▸ INSTRUCTIONS FOR THE TASK:
In the listing below, locate the line containing "trace the outline of every instance of the blue sky"; reproduce that line and all lines that follow it, unchanged.

▸ RECORDS TO USE:

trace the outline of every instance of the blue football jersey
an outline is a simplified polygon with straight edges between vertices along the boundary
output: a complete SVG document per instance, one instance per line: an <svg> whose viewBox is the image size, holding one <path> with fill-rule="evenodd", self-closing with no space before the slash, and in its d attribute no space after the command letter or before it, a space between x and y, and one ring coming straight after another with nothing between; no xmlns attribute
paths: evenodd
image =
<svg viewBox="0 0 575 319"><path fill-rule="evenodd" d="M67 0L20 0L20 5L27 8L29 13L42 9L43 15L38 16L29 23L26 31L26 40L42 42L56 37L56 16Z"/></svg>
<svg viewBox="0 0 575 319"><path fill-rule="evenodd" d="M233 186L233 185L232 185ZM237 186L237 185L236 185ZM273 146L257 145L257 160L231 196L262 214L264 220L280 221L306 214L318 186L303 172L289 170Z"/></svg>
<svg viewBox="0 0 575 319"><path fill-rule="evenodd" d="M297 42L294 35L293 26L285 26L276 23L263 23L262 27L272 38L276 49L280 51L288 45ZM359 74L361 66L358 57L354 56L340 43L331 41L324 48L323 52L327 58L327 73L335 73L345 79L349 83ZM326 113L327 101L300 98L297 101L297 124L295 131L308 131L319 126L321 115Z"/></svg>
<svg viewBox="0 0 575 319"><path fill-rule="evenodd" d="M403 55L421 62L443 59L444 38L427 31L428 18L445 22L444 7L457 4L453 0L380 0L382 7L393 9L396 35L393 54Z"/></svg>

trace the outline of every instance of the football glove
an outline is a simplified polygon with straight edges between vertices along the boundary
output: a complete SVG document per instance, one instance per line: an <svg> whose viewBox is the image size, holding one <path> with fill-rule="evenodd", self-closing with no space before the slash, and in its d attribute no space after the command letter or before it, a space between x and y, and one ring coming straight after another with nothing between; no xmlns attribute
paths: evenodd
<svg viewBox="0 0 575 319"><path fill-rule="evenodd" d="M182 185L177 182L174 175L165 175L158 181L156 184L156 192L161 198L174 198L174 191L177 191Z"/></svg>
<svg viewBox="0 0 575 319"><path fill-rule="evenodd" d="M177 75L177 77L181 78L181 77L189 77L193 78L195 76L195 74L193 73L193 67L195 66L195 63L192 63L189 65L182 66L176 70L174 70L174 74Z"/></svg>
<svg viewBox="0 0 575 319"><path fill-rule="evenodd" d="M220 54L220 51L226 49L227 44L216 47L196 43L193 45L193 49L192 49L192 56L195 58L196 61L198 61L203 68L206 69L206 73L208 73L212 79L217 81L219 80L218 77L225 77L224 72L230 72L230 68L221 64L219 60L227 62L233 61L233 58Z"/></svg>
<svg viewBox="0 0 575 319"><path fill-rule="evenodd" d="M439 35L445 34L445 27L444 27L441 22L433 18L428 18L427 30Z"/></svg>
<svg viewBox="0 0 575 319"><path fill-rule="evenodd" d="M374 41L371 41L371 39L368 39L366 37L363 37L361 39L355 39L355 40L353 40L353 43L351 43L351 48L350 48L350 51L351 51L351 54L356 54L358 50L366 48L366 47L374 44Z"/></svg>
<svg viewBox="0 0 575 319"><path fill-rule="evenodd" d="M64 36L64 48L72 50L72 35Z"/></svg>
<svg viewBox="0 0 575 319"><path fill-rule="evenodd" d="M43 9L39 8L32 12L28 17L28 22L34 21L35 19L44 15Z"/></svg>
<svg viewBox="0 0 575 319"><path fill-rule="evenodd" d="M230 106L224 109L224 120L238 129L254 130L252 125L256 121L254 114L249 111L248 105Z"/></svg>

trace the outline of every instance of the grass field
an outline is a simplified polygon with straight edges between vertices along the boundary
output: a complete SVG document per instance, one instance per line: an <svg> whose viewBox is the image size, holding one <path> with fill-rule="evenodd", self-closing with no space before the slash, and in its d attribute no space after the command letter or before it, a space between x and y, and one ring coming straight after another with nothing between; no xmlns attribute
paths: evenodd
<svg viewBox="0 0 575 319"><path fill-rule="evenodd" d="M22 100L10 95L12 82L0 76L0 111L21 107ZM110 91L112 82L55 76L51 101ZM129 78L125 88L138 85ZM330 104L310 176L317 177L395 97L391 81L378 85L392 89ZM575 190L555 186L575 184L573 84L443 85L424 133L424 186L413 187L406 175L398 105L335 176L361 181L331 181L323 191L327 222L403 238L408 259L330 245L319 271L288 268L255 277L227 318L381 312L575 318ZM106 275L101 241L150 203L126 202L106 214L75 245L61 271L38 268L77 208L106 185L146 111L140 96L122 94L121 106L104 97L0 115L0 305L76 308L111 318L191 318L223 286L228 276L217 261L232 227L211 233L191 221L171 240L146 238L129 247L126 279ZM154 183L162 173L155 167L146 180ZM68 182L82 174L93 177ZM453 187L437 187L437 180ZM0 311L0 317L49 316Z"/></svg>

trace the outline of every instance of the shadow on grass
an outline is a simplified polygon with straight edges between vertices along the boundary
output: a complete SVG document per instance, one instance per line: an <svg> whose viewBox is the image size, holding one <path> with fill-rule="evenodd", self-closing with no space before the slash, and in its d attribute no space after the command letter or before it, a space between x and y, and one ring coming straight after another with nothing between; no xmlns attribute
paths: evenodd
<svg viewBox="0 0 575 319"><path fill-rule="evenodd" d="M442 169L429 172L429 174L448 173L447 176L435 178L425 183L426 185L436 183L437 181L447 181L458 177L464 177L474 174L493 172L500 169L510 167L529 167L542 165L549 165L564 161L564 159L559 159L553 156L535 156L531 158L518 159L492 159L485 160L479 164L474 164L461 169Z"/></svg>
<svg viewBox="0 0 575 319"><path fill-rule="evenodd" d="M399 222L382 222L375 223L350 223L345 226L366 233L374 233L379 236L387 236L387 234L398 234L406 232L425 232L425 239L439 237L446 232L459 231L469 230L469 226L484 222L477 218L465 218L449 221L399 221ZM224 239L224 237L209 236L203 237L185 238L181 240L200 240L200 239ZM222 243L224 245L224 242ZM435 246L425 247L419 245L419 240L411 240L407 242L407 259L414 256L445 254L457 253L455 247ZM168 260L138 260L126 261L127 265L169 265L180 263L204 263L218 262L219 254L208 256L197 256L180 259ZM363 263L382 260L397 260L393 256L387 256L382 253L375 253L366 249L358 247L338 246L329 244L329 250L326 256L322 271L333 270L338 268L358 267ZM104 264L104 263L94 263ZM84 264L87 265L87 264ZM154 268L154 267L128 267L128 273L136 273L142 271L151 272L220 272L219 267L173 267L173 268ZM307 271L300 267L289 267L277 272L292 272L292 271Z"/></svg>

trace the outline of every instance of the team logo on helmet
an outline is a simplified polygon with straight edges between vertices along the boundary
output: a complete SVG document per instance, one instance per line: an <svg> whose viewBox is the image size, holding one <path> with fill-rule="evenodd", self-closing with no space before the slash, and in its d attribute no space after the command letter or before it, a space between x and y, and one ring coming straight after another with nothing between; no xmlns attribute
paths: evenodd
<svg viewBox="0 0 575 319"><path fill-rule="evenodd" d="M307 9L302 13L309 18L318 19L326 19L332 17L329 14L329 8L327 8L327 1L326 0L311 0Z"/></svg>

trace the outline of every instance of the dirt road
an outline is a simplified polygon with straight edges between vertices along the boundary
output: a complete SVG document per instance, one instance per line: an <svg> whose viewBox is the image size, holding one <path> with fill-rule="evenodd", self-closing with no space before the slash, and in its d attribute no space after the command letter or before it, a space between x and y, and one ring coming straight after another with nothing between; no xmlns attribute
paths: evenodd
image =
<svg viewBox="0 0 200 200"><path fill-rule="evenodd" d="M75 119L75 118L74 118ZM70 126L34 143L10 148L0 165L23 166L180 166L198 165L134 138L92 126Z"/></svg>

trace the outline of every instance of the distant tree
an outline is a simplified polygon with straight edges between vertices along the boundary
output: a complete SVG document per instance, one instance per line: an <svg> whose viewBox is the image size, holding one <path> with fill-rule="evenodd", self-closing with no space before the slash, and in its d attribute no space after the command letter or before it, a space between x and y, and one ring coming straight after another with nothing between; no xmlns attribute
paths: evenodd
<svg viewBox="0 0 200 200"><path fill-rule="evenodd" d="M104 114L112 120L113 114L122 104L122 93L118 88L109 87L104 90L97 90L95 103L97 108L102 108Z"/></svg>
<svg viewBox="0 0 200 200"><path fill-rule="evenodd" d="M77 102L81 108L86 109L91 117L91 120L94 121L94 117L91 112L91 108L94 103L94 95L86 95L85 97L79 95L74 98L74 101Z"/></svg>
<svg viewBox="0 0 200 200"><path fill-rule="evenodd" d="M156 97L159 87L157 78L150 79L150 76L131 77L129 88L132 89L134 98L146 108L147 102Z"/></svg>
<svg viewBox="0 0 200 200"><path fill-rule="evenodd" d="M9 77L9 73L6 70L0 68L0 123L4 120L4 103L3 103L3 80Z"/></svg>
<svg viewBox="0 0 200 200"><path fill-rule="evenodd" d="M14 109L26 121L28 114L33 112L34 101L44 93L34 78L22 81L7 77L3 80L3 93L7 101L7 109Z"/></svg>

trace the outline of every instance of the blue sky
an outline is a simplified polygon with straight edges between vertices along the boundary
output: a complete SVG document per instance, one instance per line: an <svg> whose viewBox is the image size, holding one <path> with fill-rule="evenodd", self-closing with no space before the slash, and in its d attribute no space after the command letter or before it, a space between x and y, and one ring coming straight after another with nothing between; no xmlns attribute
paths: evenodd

▸ RESPONSE:
trace the outline of every instance of the blue sky
an outline is a simplified polygon with straight edges between vertices along the boundary
output: a complete SVG document per instance, one instance per line: an <svg> whose viewBox is the image size, holding one <path> with fill-rule="evenodd", self-closing with no space before the slash, and in its d attribute no space after the command letter or before it, a space between x and y, and one ring coming straight after another with nothing between; no xmlns attribute
paths: evenodd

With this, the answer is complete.